If we know the answers to these three questions and the type of machine learning to implement, what’s the process look like for developing algorithms and training a model?
Even though the workflow I’m about to lay out is linear, the process is not. There will be challenges and a lot of trial and error to refine algorithms and models to achieve the highest possible accuracy.
Let’s use the smartphone health-monitoring app as an example. First, get the data. To do this, users can sit holding the phone, log the sensor data, and store it. They can then repeat this for each action they want to classify (walking, running, etc.). Second, preprocess the data. Engineers and scientists can use a data-analysis tool, like MATLAB, to import and plot the data and perform data-cleaning tasks such as identifying and removing outliers. For example, any incidental movements while holding the phone would be removed.
Third, the raw data must be converted into information that can be used by machine-learning algorithm. The engineer would look at different transformations that are applicable to the data to help distinguish between the outputs. For the health-monitoring app, this could entail transforming the data into the frequency domain, as low-frequency data may indicate walking and high-frequency data may indicate running.
Fourth, build and train the model. There are many options for models and algorithms—decision trees, K-nearest neighbors, support vector machines, and many more. Through trial and error, engineers can determine which model and algorithm most accurately classifies the user’s physical activities. They will likely need to try many different approaches to find the best model and gain confidence in their results (Fig. 3).
3. Shown is a typical workflow for building a machine-learning model. (© 1984–2019 MathWorks)
Again, the goal is to achieve the highest level of consistent accuracy in classifying between sitting, walking, running, and more. Trial and error will be part of the process, but by following this workflow and iterating on it to improve results, suitable models can be developed even by those with little prior knowledge of machine learning.
You mentioned challenges. Is there a standout challenge engineers and scientists will encounter when it comes to machine learning?
One of the biggest challenges for machine-learning novices involves working with unfamiliar tools or programming languages. Companies can help them overcome this challenge by providing their engineering teams with scalable software tools, like MATLAB, that enable engineers and scientists to work in familiar environments. These tools have point-and-click applications that give users a comfortable way to learn about machine learning, as well as a programming language that gives them the flexibility they need to customize the model for their application. Such tools can accelerate training and enable incumbent engineering teams to quickly develop their own machine-learning algorithms and models.

■ STORED DATA:
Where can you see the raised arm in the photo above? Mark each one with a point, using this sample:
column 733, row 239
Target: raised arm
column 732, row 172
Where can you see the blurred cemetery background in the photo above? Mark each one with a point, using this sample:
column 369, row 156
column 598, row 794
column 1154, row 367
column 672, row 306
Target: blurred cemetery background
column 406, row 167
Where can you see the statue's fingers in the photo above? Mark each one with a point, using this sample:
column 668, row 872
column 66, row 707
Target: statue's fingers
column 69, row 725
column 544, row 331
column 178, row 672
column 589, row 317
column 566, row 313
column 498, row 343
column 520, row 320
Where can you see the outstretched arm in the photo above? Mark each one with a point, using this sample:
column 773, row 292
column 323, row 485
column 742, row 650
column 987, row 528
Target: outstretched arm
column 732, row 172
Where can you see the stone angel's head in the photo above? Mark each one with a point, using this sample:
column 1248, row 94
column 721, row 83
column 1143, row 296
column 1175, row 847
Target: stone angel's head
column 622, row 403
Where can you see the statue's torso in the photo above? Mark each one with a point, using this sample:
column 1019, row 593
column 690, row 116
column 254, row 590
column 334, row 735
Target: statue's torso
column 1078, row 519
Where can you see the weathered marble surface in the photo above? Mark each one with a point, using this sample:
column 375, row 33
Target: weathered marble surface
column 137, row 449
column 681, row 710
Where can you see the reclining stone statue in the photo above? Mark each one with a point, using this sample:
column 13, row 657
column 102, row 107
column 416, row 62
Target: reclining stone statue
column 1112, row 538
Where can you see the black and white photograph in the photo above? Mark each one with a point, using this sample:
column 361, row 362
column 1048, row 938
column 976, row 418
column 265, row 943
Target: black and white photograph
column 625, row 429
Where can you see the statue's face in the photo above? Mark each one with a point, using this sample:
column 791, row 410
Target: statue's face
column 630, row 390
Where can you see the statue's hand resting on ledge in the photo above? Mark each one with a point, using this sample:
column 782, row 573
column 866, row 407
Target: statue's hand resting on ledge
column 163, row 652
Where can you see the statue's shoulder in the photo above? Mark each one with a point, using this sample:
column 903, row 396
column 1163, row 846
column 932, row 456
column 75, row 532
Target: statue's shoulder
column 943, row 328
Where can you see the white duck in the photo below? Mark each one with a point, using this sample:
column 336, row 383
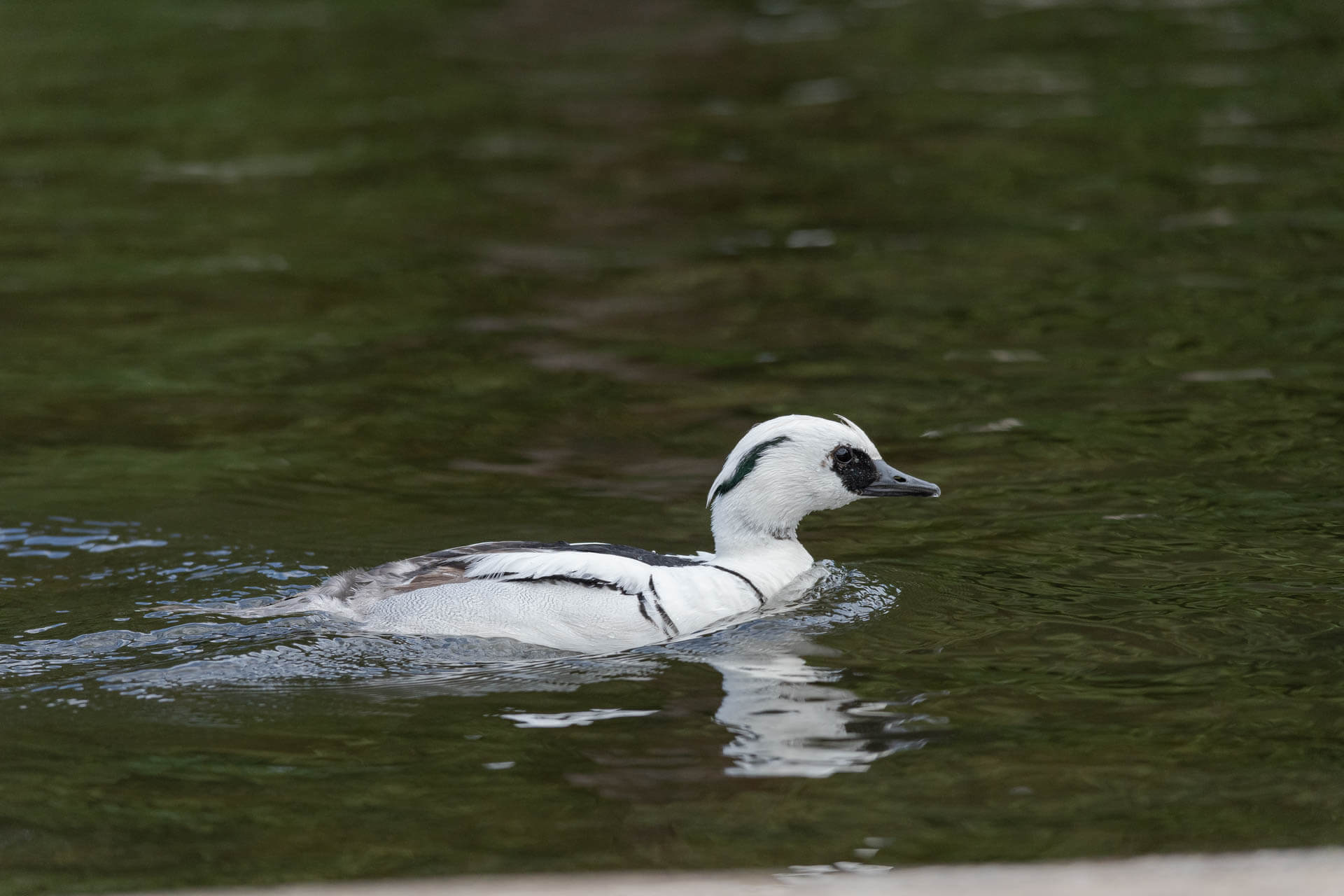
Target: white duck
column 592, row 597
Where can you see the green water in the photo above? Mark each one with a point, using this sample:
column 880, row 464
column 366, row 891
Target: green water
column 295, row 286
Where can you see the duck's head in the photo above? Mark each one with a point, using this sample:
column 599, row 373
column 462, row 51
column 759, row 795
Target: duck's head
column 787, row 468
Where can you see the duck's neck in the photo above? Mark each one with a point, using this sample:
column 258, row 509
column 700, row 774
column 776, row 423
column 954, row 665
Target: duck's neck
column 738, row 532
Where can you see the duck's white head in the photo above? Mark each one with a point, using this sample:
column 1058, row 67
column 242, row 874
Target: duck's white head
column 787, row 468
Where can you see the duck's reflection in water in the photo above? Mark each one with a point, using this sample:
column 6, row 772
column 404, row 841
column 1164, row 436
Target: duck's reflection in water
column 790, row 722
column 787, row 716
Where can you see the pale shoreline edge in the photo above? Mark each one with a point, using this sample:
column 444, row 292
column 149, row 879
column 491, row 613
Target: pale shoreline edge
column 1270, row 872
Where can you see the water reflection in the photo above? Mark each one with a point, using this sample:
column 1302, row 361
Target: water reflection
column 788, row 715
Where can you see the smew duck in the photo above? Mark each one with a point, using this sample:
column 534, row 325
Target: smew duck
column 592, row 597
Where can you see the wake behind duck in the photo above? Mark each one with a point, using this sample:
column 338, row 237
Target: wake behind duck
column 594, row 598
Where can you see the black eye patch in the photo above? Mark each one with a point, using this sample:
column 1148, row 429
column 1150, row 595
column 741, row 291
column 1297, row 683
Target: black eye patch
column 855, row 468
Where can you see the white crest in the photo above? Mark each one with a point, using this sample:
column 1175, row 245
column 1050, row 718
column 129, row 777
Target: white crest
column 780, row 472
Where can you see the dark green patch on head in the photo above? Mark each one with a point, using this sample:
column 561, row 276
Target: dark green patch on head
column 746, row 465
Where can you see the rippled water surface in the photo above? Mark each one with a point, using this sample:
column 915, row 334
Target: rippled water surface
column 288, row 288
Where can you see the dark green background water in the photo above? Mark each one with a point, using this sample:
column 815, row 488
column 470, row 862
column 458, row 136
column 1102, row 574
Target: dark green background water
column 295, row 286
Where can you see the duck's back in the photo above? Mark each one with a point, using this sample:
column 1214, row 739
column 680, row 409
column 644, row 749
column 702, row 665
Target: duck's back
column 584, row 597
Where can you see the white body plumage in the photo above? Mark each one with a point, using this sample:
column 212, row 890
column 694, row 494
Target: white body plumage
column 594, row 598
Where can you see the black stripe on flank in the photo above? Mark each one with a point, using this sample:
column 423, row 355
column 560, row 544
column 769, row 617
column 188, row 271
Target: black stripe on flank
column 746, row 465
column 644, row 612
column 574, row 580
column 657, row 605
column 750, row 583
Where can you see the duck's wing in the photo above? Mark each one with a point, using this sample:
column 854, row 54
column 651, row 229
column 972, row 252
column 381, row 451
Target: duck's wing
column 612, row 566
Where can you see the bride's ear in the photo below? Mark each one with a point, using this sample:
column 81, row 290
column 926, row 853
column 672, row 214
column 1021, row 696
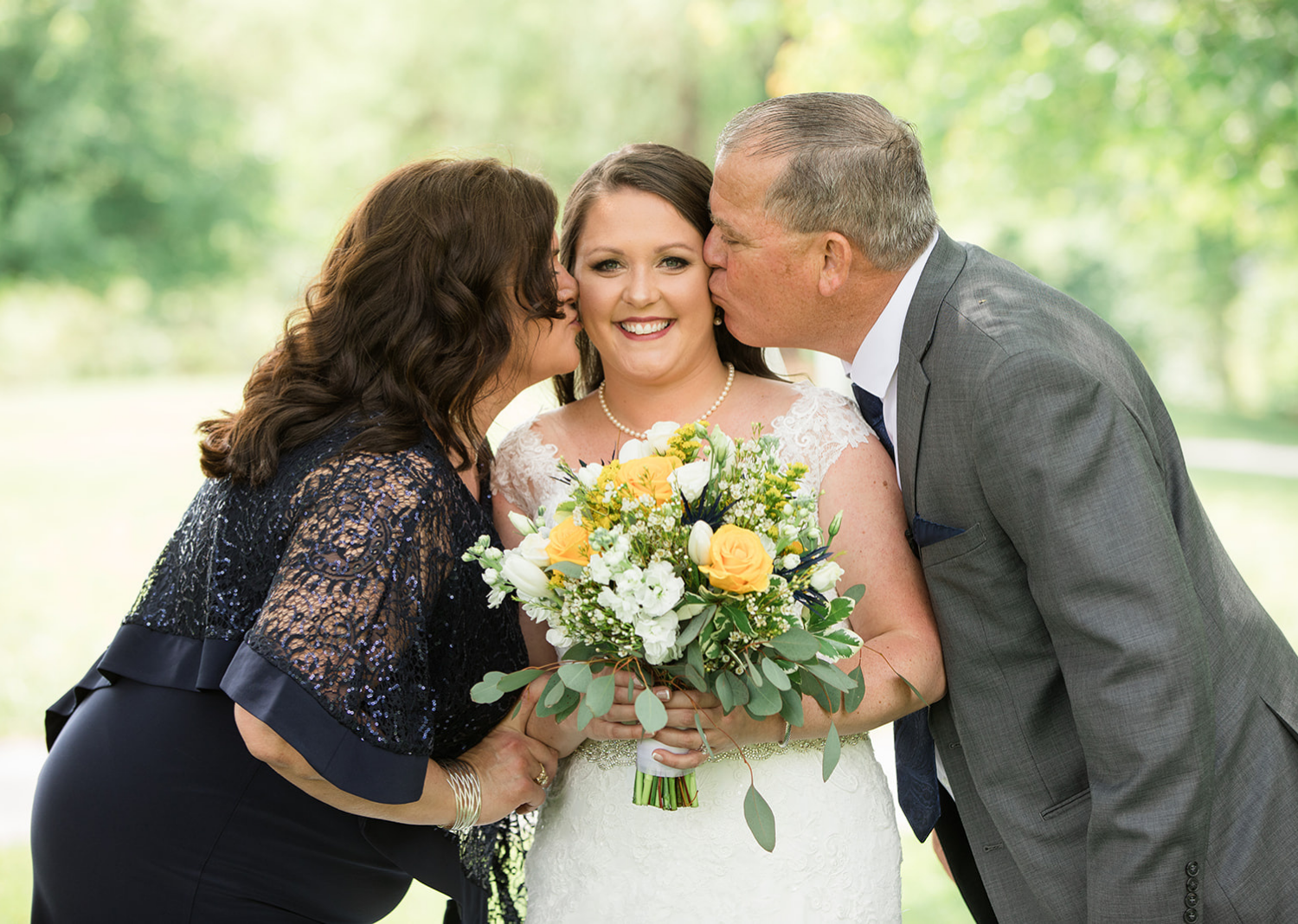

■ SET TASK 1: List each model or algorithm option that the machine-learning text names.
■ SET TASK 2: Copy the machine-learning text word for word, from "Fourth, build and" to "of machine learning.".

■ COMPLETE ANSWER 1: Decision trees, K-nearest neighbors, support vector machines

■ COMPLETE ANSWER 2:
Fourth, build and train the model. There are many options for models and algorithms—decision trees, K-nearest neighbors, support vector machines, and many more. Through trial and error, engineers can determine which model and algorithm most accurately classifies the user’s physical activities. They will likely need to try many different approaches to find the best model and gain confidence in their results (Fig. 3).
3. Shown is a typical workflow for building a machine-learning model. (© 1984–2019 MathWorks)
Again, the goal is to achieve the highest level of consistent accuracy in classifying between sitting, walking, running, and more. Trial and error will be part of the process, but by following this workflow and iterating on it to improve results, suitable models can be developed even by those with little prior knowledge of machine learning.